> **Instructions to follow**:
The lines to copy from the listing below are those that contain the string "with".
===== Data under study
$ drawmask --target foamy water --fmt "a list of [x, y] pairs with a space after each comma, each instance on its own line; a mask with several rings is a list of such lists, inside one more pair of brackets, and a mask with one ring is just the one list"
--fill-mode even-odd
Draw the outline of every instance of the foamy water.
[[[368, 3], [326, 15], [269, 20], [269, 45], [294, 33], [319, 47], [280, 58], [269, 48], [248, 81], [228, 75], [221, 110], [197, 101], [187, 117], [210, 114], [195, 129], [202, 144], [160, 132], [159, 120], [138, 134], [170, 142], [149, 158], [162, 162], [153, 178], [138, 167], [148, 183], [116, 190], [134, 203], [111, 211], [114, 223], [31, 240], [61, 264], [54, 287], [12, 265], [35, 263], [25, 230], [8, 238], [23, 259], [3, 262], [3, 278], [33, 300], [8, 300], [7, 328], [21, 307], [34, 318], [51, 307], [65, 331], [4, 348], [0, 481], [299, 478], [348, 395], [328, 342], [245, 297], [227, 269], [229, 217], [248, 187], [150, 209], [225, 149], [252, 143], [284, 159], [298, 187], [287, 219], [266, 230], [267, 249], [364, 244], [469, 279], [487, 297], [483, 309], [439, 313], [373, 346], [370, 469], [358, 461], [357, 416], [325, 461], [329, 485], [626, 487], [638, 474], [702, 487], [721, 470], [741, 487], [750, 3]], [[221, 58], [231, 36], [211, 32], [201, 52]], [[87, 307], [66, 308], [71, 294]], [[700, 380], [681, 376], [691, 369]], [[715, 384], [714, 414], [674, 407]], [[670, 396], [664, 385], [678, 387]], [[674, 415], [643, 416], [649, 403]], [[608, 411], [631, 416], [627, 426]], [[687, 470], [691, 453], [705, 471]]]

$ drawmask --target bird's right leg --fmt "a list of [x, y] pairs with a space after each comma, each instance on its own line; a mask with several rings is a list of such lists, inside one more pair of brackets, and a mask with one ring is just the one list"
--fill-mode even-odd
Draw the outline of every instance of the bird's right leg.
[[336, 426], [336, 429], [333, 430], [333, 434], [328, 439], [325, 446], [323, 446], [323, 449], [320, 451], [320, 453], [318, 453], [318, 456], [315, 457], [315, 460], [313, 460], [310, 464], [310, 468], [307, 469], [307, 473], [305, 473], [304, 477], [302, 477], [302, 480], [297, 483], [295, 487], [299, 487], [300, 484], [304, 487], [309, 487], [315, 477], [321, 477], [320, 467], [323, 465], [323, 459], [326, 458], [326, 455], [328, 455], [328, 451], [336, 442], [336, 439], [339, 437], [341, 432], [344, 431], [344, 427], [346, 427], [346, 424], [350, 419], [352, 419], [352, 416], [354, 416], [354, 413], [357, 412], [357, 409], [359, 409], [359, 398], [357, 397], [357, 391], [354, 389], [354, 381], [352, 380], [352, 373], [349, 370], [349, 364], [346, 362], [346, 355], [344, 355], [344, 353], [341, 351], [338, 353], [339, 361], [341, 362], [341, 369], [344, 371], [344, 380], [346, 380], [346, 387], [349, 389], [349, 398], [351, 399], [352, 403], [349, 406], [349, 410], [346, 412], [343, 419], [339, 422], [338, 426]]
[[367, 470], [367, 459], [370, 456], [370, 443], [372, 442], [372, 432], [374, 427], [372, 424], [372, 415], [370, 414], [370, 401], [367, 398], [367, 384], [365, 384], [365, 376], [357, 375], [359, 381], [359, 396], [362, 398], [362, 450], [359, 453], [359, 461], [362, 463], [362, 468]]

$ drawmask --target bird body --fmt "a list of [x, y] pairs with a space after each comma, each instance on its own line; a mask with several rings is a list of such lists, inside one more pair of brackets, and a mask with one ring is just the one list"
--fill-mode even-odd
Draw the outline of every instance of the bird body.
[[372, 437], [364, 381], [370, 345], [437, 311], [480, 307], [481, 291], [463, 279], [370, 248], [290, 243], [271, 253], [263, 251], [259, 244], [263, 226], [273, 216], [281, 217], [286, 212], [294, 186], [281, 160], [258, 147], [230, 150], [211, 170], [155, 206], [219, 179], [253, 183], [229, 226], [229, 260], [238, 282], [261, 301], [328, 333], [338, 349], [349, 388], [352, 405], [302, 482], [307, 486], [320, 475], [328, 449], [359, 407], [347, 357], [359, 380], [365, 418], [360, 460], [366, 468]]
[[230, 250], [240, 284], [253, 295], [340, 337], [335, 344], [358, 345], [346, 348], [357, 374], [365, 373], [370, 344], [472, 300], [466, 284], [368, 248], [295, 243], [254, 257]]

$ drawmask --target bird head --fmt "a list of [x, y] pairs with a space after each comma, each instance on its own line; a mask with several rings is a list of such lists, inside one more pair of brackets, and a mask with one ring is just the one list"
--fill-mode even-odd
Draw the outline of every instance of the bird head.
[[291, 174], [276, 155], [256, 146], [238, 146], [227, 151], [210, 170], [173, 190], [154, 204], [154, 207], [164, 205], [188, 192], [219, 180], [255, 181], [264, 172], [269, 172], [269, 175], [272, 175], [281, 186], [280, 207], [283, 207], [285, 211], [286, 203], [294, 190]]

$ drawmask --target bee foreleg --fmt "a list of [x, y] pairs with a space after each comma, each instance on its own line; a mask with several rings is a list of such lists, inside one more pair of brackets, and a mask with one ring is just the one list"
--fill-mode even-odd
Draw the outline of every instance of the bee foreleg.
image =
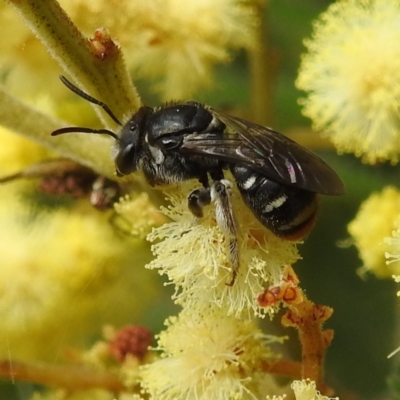
[[215, 181], [211, 185], [211, 200], [215, 203], [215, 217], [217, 224], [224, 235], [229, 239], [229, 254], [232, 262], [232, 280], [227, 283], [232, 286], [235, 283], [239, 270], [239, 245], [237, 240], [237, 223], [233, 215], [230, 196], [232, 184], [228, 180]]

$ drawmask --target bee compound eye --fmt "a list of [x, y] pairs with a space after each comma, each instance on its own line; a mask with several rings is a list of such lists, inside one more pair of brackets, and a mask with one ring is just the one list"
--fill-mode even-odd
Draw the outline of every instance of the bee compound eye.
[[136, 147], [133, 143], [129, 143], [119, 151], [115, 166], [118, 176], [129, 175], [136, 170]]

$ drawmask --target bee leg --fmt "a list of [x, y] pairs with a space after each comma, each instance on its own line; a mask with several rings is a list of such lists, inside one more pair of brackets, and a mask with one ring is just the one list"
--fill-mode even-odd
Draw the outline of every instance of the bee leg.
[[239, 244], [237, 240], [237, 223], [233, 215], [230, 196], [232, 192], [232, 183], [222, 179], [215, 181], [211, 185], [211, 200], [215, 203], [215, 217], [217, 224], [229, 238], [229, 253], [232, 262], [232, 279], [228, 286], [233, 286], [239, 270]]
[[187, 199], [188, 208], [197, 218], [203, 218], [203, 207], [211, 203], [210, 188], [201, 188], [193, 190]]

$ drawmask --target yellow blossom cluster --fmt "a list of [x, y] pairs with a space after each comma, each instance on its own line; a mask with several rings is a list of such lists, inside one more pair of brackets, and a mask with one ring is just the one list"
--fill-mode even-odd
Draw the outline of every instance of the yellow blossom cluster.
==========
> **Completed task**:
$ drawmask --target foamy water --fmt "a list of [x, y] pairs with a space after each comma, each instance on its own line; a mask with several rings is a list of such lists, inside one more pair of brackets, and a mask with one ring is just the one list"
$ drawmask --target bird's right leg --fmt "a list of [x, y] pairs with a space after each comma, each instance on its own line; a mask with several rings is a list of such lists, inside one more pair of brackets, and a mask with one ring is just the one list"
$ drawmask --target bird body --fmt "a list of [x, y] pairs with a space after each comma, each instance on its own line; a mask with several rings is a list of such lists, inside one more pair of brackets, and a mask with one ring is just the one list"
$ drawmask --target bird head --fmt "a list of [x, y] pairs with a space after each comma, each instance on its own line; a mask with several rings is a list of such lists, inside one more pair of brackets, and a mask with one ring is just the one list"
$ drawmask --target bee foreleg --fmt "a list of [x, y] pairs with a space after each comma, each instance on its own line; a mask with several rings is a list of such lists, inside one more pair of brackets, and a mask with one ring is just the one list"
$ drawmask --target bee compound eye --fmt "a list of [x, y] pairs with a space after each comma, each instance on its own line; a mask with several rings is a list of such lists, inside one more pair of brackets, and a mask with one ring is just the one list"
$ drawmask --target bee leg --fmt "a list of [x, y] pairs with a space after each comma, each instance on its own line; a mask with several rings is a list of such lists, inside one more pair of brackets, and a mask with one ring is just the one list"
$ drawmask --target yellow blossom cluster --fmt "a list of [x, y] pairs with a space after each comma, each instance on its own line; a mask with several rings is a list of such lists, inside one more pair of brackets, and a mask with one ring is just the one list"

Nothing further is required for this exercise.